* [Compiti da svolgere]:
a – Riporta il brano del testo sulle start-up da "Un’altra start-up lionese, Lactips, è" fino a "commercializzazione nel 2017." compreso.
b – Secondo il testo sulle start-up, in quanti giorni può degradarsi completamente il film che Lactips produce dalla caseina?

* [Testo fornito]:
⟨
Un’altra start-up lionese, Lactips, è riuscita a produrre plastica biodegradabile a partire dalle proteine del latte. La scommessa di Marie-Hélène Gramatikoff, Fabrice Plasson e Frederic Prochazka, è di inserirsi nel grande mercato dei biomateriali con il loro granulato, che può essere sfruttato nei rivestimenti delle cialde per lavastoviglie, negli imballaggi alimentari e in tutte quelle applicazioni che necessitano una piena biodegradabilità. “A partire dalla caseina produciamo un film molto resistente, che può essere completamente degradato nel giro di 18 giorni”. L’obiettivo è sostituire prodotti che già esistono, ma contengono sostanze inquinanti, arrivando alla commercializzazione nel 2017.
Al mercato alimentare punta anche Ynsect, una società nata sull’onda della rivoluzione degli insetti commestibili. Antoine Hubert e i suoi tre soci vedono il potenziale degli insetti come fonte di cibo sostenibile per la nutrizione umana e animale, ma anche per la chimica verde. Ynsect lavora con diverse specie di insetti – coleotteri, mosche, farfalle, cavallette, grilli – sviluppando tecnologie di allevamento basate sulla robotica e i big data per ottenere rapidamente proteine, lipidi e derivati dalla chitina. Le proteine e i lipidi sono utilizzati nei mangimi (soprattutto per i pesci e il pollame) e nei prodotti alimentari, mentre i derivati dalla chitina servono come additivi ai cosmetici e ai prodotti chimici. Hubert e compagni collaborano con la Fao per promuovere la sicurezza alimentare nel mondo e i loro impianti, pienamente operativi entro quest’anno, forniranno in prima battuta proteine e lipidi al mercato europeo degli alimenti per animali domestici.
⟩
* [Dati forniti]:
⟨
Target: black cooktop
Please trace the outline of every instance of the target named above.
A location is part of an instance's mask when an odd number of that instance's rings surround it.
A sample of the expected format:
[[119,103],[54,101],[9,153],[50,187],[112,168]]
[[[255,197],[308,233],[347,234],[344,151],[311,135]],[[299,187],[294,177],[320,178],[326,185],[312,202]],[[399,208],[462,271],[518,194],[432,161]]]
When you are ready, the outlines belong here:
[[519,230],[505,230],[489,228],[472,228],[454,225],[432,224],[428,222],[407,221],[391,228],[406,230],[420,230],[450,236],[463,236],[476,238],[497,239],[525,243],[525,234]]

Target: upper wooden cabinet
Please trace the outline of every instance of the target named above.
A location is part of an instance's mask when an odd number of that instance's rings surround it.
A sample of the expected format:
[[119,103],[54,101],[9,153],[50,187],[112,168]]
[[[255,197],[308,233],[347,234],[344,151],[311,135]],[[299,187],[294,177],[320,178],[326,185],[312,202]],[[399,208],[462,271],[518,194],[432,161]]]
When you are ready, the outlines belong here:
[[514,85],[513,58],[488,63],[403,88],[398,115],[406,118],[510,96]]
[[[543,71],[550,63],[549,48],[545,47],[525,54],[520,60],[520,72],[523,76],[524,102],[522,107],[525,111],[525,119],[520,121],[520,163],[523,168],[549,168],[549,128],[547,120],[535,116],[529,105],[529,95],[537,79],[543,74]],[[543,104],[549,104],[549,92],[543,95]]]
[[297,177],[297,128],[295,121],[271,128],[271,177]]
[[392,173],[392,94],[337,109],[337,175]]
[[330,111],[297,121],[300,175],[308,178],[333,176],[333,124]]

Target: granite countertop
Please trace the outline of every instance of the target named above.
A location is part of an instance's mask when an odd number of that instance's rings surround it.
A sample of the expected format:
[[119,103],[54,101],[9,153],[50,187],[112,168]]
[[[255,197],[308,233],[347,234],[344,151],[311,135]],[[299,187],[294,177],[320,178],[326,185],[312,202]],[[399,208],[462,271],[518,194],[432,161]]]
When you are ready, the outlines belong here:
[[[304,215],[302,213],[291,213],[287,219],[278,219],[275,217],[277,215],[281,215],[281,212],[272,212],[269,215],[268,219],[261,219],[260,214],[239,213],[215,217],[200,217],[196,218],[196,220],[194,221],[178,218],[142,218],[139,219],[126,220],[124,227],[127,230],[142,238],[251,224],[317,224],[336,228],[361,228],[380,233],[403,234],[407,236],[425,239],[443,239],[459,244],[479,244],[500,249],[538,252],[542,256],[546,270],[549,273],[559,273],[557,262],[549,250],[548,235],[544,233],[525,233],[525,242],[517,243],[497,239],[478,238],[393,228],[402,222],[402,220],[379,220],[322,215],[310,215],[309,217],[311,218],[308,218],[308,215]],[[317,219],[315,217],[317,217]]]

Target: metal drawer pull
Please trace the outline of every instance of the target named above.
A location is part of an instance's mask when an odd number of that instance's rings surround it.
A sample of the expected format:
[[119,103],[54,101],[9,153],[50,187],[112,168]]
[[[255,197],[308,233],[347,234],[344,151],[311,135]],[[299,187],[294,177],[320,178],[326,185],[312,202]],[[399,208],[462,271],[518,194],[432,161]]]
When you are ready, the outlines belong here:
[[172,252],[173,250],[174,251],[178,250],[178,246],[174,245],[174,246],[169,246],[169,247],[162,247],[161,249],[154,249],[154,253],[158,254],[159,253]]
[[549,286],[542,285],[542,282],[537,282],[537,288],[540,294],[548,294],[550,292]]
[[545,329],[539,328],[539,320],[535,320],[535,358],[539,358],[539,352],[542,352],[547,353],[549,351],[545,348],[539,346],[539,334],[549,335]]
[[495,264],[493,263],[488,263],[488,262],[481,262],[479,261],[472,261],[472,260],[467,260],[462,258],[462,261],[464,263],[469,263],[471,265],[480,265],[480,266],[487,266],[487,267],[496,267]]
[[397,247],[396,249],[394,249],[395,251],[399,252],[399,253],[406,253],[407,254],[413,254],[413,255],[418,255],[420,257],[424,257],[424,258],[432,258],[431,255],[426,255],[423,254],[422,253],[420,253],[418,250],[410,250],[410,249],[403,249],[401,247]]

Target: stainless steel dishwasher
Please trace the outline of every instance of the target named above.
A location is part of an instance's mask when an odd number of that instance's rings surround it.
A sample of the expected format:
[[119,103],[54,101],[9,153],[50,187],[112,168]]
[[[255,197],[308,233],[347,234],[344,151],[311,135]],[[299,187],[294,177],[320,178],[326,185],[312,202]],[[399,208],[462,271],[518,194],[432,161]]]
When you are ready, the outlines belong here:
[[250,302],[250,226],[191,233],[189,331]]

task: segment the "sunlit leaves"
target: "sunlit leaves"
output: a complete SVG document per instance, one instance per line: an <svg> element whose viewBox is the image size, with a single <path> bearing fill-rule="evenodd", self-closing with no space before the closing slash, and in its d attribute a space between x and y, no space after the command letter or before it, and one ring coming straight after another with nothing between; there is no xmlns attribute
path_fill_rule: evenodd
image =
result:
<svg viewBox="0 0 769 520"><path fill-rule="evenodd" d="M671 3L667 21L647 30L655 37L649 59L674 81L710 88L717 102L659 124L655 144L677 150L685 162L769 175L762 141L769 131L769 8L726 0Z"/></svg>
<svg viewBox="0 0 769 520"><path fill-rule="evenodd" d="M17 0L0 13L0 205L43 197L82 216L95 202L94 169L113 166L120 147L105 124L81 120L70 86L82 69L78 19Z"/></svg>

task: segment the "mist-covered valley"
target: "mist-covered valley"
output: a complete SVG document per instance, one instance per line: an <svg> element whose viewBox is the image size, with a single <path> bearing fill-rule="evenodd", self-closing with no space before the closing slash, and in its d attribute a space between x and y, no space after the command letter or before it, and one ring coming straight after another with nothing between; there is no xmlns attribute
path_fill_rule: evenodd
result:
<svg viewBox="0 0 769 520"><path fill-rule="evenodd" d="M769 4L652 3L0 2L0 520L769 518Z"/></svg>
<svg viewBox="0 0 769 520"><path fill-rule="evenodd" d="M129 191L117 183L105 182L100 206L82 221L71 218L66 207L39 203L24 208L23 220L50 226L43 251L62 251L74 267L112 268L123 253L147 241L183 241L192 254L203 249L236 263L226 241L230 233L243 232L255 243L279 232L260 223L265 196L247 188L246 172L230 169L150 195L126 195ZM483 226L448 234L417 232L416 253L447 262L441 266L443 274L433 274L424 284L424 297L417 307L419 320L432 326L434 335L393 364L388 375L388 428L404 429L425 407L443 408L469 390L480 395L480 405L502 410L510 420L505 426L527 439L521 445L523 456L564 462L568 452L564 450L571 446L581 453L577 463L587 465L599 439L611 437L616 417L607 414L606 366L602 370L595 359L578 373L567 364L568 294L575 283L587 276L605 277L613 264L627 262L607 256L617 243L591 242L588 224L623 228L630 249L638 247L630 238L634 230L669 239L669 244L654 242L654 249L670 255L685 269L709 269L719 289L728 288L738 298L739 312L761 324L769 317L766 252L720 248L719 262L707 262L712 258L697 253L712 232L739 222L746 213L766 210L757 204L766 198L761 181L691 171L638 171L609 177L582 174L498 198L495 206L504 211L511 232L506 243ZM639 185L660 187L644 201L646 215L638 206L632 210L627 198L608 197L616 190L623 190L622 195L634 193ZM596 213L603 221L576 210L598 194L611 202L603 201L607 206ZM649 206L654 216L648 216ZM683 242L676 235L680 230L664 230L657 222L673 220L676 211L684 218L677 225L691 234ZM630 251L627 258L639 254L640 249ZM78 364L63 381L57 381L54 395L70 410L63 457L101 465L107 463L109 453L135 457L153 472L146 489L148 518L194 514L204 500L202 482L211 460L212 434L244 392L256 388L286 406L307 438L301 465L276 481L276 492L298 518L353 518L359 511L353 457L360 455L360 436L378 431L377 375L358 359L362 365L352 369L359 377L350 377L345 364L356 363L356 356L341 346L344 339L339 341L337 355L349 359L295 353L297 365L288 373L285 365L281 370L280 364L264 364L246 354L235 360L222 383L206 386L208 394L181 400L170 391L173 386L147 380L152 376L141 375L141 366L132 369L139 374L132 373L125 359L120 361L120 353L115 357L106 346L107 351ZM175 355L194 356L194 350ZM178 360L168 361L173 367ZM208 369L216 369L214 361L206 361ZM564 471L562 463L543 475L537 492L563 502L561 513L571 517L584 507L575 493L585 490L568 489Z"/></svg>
⟩
* [Soluzioni in ordine]:
a –
Un’altra start-up lionese, Lactips, è riuscita a produrre plastica biodegradabile a partire dalle proteine del latte. La scommessa di Marie-Hélène Gramatikoff, Fabrice Plasson e Frederic Prochazka, è di inserirsi nel grande mercato dei biomateriali con il loro granulato, che può essere sfruttato nei rivestimenti delle cialde per lavastoviglie, negli imballaggi alimentari e in tutte quelle applicazioni che necessitano una piena biodegradabilità. “A partire dalla caseina produciamo un film molto resistente, che può essere completamente degradato nel giro di 18 giorni”. L’obiettivo è sostituire prodotti che già esistono, ma contengono sostanze inquinanti, arrivando alla commercializzazione nel 2017.

b – Nel giro di 18 giorni.